───── Data for processing ─────

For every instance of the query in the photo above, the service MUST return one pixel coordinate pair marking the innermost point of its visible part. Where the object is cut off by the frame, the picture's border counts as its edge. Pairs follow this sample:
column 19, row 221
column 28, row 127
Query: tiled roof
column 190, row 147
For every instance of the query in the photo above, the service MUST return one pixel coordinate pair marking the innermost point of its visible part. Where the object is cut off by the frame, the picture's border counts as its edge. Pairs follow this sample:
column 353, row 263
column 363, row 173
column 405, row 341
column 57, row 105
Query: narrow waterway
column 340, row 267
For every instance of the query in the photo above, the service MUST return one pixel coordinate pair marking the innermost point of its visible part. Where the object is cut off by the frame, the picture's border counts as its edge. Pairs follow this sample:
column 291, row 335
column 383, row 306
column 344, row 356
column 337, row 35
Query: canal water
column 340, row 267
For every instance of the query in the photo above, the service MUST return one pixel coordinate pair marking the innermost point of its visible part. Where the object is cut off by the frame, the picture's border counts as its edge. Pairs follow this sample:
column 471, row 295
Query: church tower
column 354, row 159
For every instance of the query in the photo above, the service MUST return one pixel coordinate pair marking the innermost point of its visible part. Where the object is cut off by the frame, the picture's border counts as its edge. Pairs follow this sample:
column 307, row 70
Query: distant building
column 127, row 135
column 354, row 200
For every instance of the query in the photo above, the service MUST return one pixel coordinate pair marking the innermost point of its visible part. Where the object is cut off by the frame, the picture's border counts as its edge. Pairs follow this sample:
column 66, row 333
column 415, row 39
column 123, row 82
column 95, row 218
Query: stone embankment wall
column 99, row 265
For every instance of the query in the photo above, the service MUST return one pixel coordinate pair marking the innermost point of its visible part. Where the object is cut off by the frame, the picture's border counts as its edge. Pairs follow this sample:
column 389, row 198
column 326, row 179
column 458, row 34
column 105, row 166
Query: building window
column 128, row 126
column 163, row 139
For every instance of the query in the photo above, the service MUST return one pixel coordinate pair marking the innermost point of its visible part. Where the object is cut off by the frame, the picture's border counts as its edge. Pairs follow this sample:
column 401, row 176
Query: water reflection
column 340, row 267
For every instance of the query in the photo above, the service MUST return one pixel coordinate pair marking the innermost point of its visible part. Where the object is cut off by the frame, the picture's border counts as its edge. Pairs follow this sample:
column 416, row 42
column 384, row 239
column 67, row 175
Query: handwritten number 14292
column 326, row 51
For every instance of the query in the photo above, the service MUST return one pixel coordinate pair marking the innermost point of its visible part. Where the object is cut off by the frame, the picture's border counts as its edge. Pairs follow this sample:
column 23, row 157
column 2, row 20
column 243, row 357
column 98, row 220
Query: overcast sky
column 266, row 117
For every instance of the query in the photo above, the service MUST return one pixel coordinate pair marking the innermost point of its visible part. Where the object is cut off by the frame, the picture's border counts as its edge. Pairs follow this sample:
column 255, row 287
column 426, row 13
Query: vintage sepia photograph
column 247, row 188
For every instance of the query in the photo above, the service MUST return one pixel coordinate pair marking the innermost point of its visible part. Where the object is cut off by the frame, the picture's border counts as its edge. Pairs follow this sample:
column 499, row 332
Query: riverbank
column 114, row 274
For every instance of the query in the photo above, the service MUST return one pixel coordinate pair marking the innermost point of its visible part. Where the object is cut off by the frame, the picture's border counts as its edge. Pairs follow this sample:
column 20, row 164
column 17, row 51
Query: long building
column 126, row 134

─────

What is needed is an exact copy of the lines from the one containing "column 255, row 287" through the last line of the records, and nothing else.

## Solution to this task
column 255, row 287
column 426, row 13
Query: vintage sepia photograph
column 247, row 188
For every instance of the query in the photo above, the service MUST return one pixel coordinate pair marking the innermost point of its visible part. Where the object is cut off by the frame, the picture's border counts as its edge. Pairs follow this sample:
column 499, row 332
Query: riverbank
column 114, row 274
For every instance of the query in the photo above, the service MUST return one pixel coordinate pair marking the innermost point of its visible part. Where the object is cut off by the frame, the picture's border counts as its edge. Pairs follow this sample:
column 20, row 164
column 17, row 51
Query: long building
column 126, row 134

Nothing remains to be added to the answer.